Part of a data file
START

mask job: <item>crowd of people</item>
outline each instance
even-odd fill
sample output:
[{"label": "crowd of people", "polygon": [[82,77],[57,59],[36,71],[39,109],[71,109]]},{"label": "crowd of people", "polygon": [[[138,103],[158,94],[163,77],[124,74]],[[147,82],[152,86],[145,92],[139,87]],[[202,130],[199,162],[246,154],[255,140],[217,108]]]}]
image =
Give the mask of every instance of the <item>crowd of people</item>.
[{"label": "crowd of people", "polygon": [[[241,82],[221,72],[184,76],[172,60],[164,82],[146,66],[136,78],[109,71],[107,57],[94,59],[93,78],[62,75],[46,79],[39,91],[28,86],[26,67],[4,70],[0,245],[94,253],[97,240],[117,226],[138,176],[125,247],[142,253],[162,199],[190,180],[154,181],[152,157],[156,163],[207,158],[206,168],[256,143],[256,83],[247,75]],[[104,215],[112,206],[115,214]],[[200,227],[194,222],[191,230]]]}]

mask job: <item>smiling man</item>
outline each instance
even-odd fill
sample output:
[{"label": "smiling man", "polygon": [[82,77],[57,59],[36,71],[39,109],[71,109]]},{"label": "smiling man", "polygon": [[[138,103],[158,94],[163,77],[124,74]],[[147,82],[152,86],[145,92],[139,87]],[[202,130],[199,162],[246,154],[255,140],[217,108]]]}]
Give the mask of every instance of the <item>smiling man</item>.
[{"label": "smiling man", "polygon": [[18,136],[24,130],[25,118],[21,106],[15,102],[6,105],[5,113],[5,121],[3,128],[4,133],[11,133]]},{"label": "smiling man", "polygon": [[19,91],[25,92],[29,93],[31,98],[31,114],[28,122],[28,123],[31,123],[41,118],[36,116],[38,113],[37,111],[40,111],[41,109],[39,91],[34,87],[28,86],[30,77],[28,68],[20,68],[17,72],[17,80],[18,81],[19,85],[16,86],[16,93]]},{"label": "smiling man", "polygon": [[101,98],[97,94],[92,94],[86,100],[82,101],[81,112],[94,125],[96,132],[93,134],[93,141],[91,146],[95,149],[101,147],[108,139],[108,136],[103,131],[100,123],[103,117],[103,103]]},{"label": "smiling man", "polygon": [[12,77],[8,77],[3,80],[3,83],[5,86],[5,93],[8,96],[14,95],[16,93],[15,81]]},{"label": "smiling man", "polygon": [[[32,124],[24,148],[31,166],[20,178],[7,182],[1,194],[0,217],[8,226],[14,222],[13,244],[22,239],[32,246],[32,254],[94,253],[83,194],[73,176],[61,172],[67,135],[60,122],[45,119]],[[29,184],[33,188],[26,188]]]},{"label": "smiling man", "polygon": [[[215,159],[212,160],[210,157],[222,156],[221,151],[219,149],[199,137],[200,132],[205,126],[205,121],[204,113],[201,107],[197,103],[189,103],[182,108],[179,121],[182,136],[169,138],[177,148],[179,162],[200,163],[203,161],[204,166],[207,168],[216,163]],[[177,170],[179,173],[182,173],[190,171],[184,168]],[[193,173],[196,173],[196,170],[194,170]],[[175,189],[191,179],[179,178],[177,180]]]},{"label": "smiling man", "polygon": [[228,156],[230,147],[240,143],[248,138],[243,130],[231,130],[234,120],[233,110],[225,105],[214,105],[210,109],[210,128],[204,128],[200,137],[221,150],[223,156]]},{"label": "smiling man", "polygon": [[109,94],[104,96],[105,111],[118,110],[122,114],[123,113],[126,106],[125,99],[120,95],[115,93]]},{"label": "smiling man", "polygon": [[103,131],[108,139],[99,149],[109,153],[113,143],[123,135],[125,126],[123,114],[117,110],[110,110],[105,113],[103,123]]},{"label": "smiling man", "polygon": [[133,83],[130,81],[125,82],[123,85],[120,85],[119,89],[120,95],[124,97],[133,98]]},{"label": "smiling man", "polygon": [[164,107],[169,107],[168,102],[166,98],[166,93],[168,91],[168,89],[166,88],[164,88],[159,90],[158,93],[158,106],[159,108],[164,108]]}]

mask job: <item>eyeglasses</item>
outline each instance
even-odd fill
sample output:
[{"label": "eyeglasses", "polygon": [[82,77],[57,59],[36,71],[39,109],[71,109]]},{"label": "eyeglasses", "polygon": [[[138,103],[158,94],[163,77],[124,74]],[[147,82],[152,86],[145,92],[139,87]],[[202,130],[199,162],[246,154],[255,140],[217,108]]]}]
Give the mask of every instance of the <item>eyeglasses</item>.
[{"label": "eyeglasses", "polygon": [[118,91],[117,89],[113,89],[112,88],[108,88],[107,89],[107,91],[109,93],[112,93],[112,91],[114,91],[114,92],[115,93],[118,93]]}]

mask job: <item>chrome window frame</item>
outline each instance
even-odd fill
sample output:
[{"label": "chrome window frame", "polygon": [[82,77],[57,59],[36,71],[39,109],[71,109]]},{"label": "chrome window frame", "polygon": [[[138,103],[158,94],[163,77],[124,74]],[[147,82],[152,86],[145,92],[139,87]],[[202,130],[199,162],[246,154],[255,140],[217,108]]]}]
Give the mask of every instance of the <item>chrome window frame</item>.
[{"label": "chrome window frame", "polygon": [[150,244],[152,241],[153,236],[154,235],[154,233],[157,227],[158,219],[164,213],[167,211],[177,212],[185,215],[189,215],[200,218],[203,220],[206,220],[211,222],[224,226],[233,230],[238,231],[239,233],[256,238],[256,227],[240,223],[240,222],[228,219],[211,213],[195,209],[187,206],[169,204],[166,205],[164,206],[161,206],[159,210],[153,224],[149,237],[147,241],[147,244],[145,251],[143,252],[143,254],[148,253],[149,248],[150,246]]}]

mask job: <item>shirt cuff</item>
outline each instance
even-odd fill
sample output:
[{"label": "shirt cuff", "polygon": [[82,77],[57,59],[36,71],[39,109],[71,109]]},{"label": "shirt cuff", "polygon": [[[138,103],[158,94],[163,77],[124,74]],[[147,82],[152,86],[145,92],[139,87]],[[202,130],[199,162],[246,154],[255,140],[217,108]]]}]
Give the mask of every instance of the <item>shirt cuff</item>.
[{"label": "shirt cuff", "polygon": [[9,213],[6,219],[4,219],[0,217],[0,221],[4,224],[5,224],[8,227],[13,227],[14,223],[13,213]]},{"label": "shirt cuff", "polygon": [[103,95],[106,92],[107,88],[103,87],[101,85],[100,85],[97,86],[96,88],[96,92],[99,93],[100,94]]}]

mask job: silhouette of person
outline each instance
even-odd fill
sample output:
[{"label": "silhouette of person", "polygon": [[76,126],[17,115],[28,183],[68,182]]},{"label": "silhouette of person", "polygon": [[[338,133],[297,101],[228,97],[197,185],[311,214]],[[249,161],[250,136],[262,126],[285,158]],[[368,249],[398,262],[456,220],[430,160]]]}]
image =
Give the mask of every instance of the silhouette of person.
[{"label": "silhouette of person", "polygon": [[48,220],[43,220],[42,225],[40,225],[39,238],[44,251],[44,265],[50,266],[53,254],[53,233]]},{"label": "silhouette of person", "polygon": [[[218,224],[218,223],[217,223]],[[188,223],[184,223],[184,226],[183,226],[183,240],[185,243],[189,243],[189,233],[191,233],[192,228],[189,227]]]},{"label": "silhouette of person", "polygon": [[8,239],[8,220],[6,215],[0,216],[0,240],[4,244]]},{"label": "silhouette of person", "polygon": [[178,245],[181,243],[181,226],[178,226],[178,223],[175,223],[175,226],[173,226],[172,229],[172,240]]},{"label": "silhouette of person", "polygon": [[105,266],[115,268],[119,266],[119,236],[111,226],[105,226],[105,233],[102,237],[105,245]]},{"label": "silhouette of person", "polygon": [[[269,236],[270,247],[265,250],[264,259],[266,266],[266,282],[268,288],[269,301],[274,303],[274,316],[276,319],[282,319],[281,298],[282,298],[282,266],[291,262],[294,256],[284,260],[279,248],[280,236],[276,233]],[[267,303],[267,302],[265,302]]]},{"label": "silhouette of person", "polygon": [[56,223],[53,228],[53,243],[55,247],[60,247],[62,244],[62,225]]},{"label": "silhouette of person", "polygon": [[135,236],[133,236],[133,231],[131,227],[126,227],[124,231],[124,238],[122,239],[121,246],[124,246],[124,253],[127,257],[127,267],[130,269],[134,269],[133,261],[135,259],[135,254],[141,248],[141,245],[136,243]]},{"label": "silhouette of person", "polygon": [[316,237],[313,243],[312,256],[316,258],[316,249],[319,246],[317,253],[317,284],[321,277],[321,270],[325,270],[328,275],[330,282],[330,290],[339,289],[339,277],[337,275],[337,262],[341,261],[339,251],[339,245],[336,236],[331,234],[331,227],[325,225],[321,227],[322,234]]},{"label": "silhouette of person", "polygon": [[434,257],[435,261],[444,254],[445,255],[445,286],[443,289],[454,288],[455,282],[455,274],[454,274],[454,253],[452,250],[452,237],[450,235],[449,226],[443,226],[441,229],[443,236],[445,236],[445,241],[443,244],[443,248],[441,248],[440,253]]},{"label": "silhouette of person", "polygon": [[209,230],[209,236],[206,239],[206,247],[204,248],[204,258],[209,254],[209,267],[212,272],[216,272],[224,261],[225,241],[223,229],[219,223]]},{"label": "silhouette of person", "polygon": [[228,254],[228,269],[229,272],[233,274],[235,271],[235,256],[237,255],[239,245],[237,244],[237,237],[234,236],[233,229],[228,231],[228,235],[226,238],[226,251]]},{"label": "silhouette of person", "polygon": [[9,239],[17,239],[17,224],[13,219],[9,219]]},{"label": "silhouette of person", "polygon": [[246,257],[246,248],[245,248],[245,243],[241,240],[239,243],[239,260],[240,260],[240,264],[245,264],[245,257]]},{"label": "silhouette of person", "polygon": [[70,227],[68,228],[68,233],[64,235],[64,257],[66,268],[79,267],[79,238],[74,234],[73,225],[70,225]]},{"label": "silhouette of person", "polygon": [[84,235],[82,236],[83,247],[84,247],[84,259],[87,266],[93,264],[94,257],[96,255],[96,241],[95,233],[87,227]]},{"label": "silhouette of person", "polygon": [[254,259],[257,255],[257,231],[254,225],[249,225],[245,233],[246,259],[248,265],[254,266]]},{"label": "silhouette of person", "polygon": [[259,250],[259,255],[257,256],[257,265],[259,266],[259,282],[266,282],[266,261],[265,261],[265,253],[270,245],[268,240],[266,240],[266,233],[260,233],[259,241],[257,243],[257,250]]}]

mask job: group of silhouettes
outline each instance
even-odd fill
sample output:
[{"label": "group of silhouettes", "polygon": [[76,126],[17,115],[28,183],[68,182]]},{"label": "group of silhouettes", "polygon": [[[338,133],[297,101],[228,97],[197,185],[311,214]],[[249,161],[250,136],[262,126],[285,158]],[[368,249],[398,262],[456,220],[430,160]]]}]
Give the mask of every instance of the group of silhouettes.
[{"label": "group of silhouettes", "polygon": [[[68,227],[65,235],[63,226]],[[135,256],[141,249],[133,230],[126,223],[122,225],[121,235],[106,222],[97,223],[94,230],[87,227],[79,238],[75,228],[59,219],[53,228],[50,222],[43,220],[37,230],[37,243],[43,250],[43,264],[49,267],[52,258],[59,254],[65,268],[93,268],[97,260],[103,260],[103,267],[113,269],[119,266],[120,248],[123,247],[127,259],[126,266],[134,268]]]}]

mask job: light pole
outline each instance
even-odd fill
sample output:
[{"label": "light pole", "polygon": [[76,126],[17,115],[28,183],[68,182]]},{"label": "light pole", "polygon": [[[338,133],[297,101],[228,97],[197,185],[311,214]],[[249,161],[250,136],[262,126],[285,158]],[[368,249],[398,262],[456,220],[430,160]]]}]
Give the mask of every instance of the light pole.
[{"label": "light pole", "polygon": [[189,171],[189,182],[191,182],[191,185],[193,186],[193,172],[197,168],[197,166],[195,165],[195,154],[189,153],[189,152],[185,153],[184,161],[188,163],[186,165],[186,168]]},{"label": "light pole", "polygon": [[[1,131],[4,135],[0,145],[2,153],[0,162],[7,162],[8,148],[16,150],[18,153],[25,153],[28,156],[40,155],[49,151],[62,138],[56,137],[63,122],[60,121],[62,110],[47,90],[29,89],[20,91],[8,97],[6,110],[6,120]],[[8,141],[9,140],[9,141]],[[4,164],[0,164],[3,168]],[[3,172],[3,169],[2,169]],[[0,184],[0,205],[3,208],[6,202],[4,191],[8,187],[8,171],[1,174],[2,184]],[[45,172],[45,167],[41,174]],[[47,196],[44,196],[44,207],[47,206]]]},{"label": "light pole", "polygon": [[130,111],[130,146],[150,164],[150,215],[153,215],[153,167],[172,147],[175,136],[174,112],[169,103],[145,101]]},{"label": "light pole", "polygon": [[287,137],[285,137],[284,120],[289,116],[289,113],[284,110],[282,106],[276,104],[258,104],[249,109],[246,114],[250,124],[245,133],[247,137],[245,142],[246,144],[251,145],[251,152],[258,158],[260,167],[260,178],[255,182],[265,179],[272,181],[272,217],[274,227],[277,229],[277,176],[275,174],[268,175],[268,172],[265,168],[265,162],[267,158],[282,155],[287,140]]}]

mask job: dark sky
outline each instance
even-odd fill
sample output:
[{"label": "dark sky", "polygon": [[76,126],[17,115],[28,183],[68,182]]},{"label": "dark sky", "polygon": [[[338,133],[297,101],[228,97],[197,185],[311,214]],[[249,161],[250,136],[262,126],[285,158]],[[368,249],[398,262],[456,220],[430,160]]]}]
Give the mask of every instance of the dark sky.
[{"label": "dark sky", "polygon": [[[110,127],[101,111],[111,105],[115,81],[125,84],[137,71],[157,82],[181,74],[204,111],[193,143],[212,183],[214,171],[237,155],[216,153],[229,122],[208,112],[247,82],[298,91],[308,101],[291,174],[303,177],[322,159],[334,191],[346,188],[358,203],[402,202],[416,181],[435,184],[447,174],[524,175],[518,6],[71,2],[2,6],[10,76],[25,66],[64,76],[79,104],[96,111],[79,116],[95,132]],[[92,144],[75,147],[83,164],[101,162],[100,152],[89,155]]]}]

END

* [EXERCISE]:
Could you repeat the records starting at the line that has "mask job: light pole" and stopping after the line that has "Give the mask of every instance of the light", substituting "street lamp" for every "light pole" and leaving everything else unchanged?

* [ANSWER TO THIS TASK]:
mask job: street lamp
outline each instance
even-odd fill
sample output:
[{"label": "street lamp", "polygon": [[76,126],[17,115],[28,183],[68,182]]},{"label": "street lamp", "polygon": [[[338,133],[297,101],[228,97],[197,185],[311,214]],[[249,161],[250,136],[262,126],[285,158]],[[368,249],[398,262],[456,220],[430,160]]]}]
Give the mask of every instance of the street lamp.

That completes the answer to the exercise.